→ **Given task**
Switch "thin twig" to "slender branch" and write out every line of the listing again with nothing else changed. Leave the pictures out of your answer.

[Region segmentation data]
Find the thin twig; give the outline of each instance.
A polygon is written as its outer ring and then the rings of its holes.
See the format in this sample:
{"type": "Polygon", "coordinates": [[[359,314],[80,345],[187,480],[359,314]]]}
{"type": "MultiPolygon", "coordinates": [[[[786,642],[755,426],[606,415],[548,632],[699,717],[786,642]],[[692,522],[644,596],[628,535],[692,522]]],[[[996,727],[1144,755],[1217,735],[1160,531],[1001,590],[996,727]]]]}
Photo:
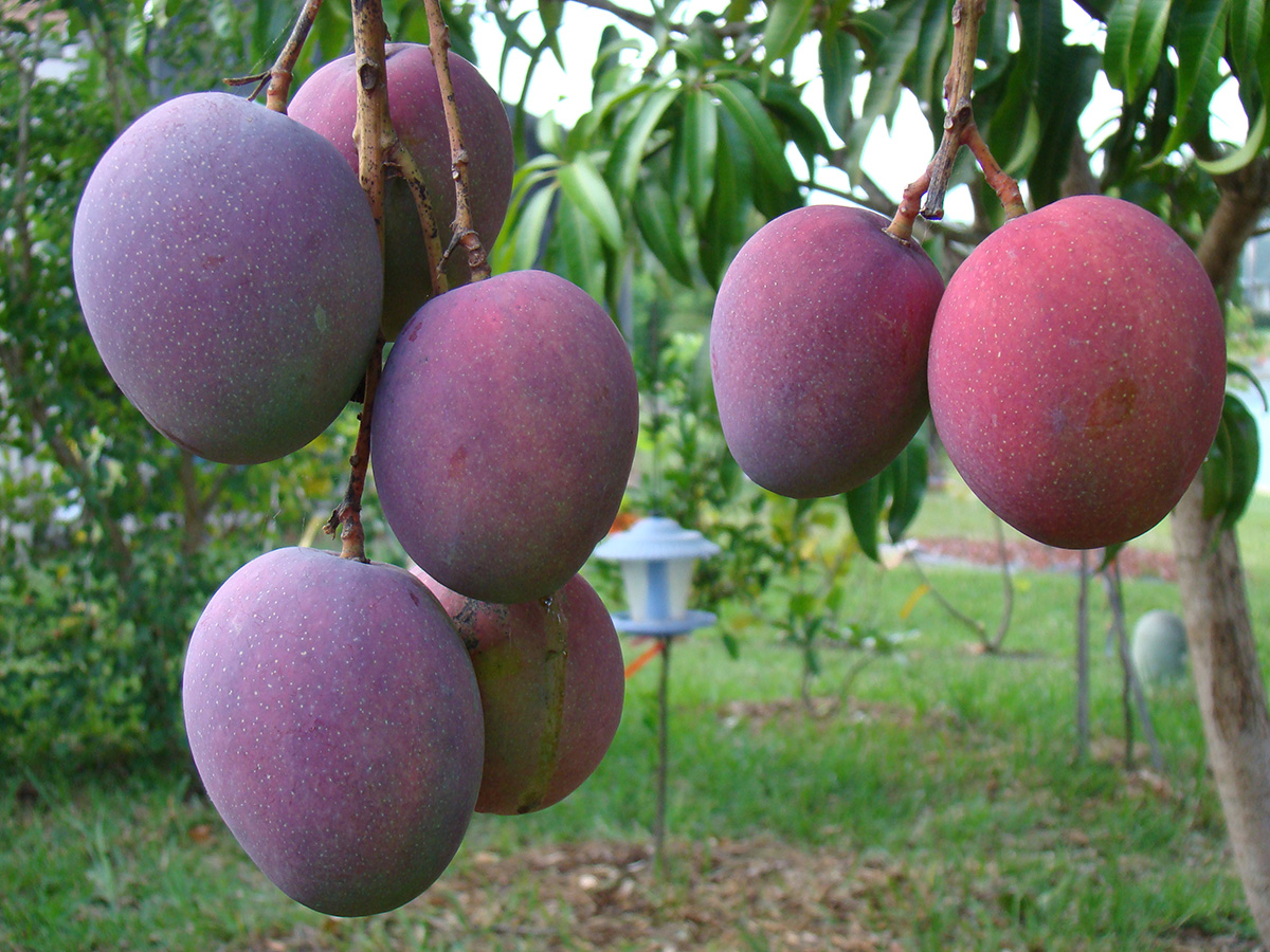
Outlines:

→ **Exercise response**
Find the slender branch; give the outline of each instance.
A polygon is written as its outer ring and then the rings of its holes.
See the format in this sample:
{"type": "Polygon", "coordinates": [[[359,314],[80,345],[187,480],[359,314]]]}
{"type": "MultiPolygon", "coordinates": [[[[786,642],[755,426],[606,415],[548,632],[699,717],[786,642]],[[692,522],[644,596],[628,535],[692,522]]],[[[996,727],[1144,755],[1217,735],[1160,531],[1001,590],[996,727]]]]}
Photo:
Outlines:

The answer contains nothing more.